Region pointing data:
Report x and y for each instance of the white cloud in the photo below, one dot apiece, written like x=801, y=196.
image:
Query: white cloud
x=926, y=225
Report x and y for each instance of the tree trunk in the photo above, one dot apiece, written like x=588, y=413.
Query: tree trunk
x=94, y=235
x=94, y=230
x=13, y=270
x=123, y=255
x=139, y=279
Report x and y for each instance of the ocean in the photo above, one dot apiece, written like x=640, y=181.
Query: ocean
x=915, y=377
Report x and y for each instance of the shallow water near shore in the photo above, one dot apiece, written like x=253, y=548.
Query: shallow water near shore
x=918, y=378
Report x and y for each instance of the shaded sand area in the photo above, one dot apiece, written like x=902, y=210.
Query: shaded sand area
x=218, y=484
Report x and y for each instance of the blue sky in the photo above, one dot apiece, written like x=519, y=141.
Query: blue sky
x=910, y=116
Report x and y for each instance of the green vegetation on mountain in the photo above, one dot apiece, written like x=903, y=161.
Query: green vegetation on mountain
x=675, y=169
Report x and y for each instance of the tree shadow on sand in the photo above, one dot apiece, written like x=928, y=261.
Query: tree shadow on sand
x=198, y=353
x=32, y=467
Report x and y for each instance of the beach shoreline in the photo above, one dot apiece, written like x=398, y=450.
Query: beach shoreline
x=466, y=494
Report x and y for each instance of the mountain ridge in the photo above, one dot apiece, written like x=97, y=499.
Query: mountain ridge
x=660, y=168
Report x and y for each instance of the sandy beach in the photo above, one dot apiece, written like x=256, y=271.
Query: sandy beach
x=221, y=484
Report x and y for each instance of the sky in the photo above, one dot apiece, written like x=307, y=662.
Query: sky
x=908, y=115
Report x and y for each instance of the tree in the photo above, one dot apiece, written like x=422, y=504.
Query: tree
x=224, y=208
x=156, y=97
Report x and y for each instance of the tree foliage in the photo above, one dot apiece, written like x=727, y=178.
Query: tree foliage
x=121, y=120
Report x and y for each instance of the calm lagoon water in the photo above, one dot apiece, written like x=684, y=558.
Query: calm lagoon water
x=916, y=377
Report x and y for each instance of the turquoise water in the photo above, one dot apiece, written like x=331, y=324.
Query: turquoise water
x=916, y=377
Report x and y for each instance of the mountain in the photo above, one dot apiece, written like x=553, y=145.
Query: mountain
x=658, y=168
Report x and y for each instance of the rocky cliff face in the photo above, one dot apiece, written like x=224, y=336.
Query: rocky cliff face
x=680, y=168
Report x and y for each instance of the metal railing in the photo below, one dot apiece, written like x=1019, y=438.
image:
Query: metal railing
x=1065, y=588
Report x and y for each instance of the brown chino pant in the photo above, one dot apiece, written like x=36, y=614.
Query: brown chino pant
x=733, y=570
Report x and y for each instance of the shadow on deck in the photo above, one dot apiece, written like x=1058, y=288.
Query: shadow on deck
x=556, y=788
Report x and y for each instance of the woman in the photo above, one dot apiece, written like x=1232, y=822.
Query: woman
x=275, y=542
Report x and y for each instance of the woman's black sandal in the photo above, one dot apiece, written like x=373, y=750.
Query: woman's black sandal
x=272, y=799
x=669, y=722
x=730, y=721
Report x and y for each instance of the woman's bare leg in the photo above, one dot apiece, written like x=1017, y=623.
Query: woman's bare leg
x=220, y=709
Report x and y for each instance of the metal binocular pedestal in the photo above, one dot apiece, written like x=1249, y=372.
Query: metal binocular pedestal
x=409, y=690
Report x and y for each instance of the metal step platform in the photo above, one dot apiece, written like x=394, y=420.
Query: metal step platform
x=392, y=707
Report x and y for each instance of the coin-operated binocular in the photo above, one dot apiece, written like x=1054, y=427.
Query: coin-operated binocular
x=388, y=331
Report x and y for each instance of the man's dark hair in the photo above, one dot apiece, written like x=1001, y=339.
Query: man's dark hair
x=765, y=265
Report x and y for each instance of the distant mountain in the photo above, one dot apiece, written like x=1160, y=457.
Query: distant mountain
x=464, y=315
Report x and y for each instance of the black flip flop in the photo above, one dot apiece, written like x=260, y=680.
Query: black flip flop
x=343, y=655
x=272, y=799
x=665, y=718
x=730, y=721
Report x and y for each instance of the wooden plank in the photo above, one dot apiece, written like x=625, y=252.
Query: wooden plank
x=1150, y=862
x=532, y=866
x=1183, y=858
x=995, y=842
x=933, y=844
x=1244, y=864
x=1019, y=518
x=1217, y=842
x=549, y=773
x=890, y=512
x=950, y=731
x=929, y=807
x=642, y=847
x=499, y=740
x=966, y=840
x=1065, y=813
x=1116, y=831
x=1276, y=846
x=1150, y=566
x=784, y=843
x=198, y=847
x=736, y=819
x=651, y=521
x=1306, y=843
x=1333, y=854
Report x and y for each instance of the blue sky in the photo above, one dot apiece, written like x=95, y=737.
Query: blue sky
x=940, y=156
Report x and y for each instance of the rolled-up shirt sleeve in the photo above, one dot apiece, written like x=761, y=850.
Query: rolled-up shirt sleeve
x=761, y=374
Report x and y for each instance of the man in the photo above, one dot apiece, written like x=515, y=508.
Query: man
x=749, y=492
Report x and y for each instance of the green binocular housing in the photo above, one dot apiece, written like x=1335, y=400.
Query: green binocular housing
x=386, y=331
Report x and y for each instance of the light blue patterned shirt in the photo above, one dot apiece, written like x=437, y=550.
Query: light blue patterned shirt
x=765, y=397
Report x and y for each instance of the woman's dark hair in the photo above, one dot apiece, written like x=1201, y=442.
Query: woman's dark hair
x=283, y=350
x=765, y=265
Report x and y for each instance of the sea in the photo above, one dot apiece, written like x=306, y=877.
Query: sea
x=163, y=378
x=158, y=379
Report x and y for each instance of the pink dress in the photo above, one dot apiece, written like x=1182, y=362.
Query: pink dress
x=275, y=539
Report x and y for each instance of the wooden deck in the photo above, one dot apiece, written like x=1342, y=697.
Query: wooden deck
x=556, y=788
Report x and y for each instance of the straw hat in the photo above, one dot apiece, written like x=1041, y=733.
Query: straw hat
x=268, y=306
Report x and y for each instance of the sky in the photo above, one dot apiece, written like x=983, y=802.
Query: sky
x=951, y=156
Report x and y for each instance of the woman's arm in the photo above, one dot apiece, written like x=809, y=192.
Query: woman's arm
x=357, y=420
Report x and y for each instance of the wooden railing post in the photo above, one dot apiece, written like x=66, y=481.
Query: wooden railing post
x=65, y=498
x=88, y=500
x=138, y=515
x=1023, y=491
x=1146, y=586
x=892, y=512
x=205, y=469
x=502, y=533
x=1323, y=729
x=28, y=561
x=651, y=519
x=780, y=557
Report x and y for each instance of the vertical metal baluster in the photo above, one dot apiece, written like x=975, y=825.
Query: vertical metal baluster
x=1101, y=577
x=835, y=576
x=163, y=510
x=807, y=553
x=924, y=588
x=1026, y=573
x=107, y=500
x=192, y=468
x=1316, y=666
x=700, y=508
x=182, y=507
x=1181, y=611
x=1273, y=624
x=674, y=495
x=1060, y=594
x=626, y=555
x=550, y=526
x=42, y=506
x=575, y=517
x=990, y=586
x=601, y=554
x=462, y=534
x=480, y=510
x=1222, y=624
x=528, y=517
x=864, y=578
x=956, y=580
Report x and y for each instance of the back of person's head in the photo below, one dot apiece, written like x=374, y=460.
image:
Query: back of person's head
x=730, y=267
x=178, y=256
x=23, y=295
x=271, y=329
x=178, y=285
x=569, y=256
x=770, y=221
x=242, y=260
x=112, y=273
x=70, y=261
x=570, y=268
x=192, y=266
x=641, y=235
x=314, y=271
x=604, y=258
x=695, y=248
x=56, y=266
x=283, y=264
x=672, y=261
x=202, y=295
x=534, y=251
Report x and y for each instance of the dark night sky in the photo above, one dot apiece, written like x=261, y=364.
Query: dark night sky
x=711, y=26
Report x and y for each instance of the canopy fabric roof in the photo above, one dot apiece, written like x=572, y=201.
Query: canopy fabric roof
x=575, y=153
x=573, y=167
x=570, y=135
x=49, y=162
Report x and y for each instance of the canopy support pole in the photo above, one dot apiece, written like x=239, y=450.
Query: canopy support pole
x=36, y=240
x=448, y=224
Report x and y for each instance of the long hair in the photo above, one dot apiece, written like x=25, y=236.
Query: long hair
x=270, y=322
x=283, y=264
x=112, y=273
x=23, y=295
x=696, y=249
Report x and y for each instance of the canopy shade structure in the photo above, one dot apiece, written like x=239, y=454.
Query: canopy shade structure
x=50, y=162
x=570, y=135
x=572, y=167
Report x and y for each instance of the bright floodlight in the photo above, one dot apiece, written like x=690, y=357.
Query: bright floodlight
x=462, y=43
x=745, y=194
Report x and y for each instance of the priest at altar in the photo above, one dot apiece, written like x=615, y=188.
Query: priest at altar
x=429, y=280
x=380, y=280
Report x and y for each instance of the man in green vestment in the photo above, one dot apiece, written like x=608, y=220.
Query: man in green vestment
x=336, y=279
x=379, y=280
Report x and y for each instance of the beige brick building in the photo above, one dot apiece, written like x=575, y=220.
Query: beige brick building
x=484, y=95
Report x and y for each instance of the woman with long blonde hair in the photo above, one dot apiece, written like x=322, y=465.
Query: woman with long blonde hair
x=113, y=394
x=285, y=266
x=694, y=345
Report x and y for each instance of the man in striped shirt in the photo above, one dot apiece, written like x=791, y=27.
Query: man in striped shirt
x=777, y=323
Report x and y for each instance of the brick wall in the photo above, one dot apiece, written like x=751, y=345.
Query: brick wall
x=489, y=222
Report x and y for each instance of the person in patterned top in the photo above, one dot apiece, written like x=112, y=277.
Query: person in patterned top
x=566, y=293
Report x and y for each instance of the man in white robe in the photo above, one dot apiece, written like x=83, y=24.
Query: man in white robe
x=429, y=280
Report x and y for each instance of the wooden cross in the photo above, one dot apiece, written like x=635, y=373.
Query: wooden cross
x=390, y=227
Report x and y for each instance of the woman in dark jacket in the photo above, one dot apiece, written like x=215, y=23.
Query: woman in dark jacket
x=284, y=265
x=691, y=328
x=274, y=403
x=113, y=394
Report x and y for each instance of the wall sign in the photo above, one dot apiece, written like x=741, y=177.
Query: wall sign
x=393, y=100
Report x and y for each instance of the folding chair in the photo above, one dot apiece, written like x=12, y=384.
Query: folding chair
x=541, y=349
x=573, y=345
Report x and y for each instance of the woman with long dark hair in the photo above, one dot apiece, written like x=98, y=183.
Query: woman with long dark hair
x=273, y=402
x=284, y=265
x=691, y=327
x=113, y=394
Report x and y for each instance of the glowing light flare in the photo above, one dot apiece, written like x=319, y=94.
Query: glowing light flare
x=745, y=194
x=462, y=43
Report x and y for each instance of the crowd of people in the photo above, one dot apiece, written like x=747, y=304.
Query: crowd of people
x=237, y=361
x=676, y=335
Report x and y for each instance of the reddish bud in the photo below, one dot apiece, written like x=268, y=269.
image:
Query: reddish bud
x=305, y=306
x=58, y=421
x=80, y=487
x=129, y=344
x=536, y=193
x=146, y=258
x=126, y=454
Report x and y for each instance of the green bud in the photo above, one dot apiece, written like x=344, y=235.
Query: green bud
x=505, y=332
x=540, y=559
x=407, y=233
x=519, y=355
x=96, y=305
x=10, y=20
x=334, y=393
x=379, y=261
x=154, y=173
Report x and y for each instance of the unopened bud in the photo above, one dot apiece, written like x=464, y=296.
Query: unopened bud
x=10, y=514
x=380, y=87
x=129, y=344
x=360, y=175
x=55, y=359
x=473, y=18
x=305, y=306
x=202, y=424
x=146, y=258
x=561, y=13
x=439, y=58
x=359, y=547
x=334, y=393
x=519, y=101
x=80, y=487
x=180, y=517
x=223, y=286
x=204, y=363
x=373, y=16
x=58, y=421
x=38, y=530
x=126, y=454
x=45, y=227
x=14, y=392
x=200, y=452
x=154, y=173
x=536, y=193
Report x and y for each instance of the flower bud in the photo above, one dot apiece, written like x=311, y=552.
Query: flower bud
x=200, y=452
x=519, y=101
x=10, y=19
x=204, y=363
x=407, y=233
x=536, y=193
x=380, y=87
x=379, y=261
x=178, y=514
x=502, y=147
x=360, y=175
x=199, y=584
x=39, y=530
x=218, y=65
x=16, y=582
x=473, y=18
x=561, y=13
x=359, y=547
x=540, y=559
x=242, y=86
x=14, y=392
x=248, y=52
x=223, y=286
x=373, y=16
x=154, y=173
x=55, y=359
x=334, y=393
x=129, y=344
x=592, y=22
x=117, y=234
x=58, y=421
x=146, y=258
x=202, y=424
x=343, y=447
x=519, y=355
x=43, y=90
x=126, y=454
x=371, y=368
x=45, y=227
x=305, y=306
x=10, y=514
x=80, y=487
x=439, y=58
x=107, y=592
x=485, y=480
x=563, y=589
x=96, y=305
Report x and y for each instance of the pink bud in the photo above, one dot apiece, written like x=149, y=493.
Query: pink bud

§ **AIM OF THE EXERCISE**: Please go through the entries and show every line with the word "below".

§ **ANSWER BOX**:
Report x and y for each instance of the white cloud in the photo below, one dot apiece, written like x=801, y=196.
Report x and y for each instance of the metal railing in the photo below, one dot apiece, written like x=1019, y=438.
Report x and y for each instance of the back of person's head in the photo below, one dot apiece, written like x=374, y=460.
Report x and y for each instance of the reddish bud in the photo below, one dot apiece, written like x=268, y=269.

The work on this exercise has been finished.